• QUOTED PASSAGE:
[start]
Name: Penny | Date: Oct 21st, 2007 3:43 AM
how can i tell if my husband has fallen out of love with me? 

Name: me too | Date: Oct 26th, 2007 5:06 PM
I know how you feel. There is nothing worse than feeling lonley while your husband is right in the same room. I would rather be alone and feel lonley. 

Name: louise | Date: Oct 27th, 2007 7:25 PM
help 

Name: louise | Date: Oct 27th, 2007 7:27 PM
my husband doesn't satisfied me sexualy 

Name: soldout | Date: Nov 16th, 2007 6:44 PM
when my husband asked for a divorce, he told me he had fell out of love. that was really hard to swallow because i didn't know that he could do such a thing. all this time i thought i had been the perfect wife to him and the good mother to our kids. yes, we had our problems but i thought we were the "perfect" couple especially because alot of people told me they thought we were doing good. that is he hardest thing for me right now, he has left and come back about 5 times and i let him because i do love him, but i know deep in my heart that he is still not with me just when he wants to. we have good sex! almost everyday so i feel he is trying to get the feeling back for me but there is another person involved that he cannot let go of. she may not give him the sex so he uses me. i don't know if he is using me, because he has done things with me and does take me out once in awhile but the love i want is not always there. i want him to call me for lunch or just call me once in awhile to see what i am doing but he doesn't. i only see him for a couple of hours and he goes back to his 2nd job. so we have little communication. he does hug me and sometimes kisses me so i do feel it sometimes but if it is real i don't know. 

Name: barry | Date: Nov 26th, 2007 9:18 PM
i think u should count your losses and leave 

Name: paula | Date: Dec 10th, 2007 9:48 AM
Yes, my husband and i separated in April this year with have two children. He says he fell out of love with me and we drifted apart. I still love him we still spend a lot of time together weekends etc. there is nothing physical between us although I wish there was. He says he can not totally break away from me as we have been married for 16 years and together for twenty years. He is a great dad and still very caring, but it hurts like hell being apart. He still cuddles me when I am upset and kisses me goodbye when he goes home. Please think seriously before splitting up, it is so hard 

Name: celestine | Date: Dec 11th, 2007 5:33 AM
Is it Julien Henley, Manager at Bernard K. Passman Galleries on 5195 Dronningens Gade Ste. #2 on St. Thomas? It’s because he is seeing Brenda Fahie (now Brenda Abraham) and that has been going on for decades. She even left her husband for him so that is why he wants out….LOL! 

Name: cg | Date: Jan 10th, 2008 9:39 PM
yes i do. have this problem.. but mine is alil different you see my husband of three years tells me he dont love me and that he would be better off if he moved out. he hits and cusses me all the time. yes i know this is my fault for staying but you see i have already ben through one marriage just like this now you tell me what are the odds of me finding two wrong men? Its me and i diont know what to do or what to change. he breaks things all the time no matter what i do im wrong i stay nervous and i shake all over all the time. as stupid as this sounds he can be so good to me at times. i mostly feel sorry for myself i think this may be my problem because i want him to just like me if he would. i miss him so bad and here i go again making it all about me. My suggestion to you is if he is good to you talk to him make your marriage work because it is lonely out here by yourself. and i wouldnt wish this on anyone. im sorry i went on about myself instead of helpong you the best i could.....
[end]
• PROVIDED DATA:
[start]
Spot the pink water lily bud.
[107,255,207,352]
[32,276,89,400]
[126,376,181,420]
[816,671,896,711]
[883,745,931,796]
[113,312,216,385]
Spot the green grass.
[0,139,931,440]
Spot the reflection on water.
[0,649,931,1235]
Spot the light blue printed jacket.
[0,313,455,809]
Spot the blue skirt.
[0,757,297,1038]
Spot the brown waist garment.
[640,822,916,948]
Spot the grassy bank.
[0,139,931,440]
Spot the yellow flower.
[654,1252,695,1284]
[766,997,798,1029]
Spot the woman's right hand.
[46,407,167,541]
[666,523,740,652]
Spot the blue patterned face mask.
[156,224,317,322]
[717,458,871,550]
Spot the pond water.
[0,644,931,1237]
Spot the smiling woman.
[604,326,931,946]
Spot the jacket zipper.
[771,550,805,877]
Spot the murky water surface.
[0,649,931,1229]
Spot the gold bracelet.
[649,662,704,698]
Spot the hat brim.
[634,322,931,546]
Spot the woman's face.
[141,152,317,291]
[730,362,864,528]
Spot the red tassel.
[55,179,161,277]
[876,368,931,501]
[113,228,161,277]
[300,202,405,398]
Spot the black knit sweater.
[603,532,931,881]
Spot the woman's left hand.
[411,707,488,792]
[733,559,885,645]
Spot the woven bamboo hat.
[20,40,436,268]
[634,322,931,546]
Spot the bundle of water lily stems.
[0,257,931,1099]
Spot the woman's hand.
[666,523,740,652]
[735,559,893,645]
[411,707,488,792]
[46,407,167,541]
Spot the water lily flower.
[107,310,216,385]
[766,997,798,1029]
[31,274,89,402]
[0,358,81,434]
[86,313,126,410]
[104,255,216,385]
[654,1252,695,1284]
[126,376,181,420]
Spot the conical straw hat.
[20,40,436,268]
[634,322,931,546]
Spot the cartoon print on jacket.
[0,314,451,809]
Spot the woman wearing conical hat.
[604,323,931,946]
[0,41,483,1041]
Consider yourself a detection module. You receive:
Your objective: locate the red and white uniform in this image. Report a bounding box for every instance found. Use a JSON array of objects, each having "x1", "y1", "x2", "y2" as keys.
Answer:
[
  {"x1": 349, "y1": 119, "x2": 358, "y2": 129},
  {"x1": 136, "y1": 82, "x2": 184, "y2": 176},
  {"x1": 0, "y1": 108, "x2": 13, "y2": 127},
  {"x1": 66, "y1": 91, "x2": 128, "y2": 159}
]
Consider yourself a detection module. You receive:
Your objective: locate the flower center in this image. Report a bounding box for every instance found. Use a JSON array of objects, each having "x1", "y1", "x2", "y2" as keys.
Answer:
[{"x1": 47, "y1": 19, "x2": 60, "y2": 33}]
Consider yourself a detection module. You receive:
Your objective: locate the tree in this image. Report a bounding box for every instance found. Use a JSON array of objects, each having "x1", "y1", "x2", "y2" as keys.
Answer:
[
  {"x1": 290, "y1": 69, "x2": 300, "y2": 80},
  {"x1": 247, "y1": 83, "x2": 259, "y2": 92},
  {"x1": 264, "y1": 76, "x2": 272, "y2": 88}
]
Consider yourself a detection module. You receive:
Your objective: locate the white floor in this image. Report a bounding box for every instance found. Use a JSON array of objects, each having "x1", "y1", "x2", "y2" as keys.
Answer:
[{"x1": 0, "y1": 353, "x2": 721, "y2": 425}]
[end]
• EXERCISE REQUIREMENTS: Go on with the forum thread about husbands falling out of love, starting after its last post. Nothing in the data is needed.

• OUTPUT OF THE TASK:
Name: julie | Date: Jan 13th, 2008 5:08 PM
yes i do i have been married for 22 years and have 4 children and 3 grandkids i am 41 and am so lonely the thing i hate is how i have lied to my self all off these years and have told my self he does love me but i know he doesnt really 

Name: Jen M. | Date: Jan 18th, 2008 5:44 AM
Married 13 years, husband not "in love with me" but is trying to get it back. He says he has been feeling like this for 2 years. We have three kids and I thought we were happy. How long do I let him get "it" back. I am hurting so bad and am having a hard time functioning in my everyday life. What do I do? 

Name: What | Date: Jan 18th, 2008 5:49 PM
Jen M, why is your husband not in love with you? Are you telling us the real story here - why not tell us what went on? When you do then we can provide some suggestions.

Sorry for being so hard on you but women these days are just to bad and they make some good men turn bad. Think about it.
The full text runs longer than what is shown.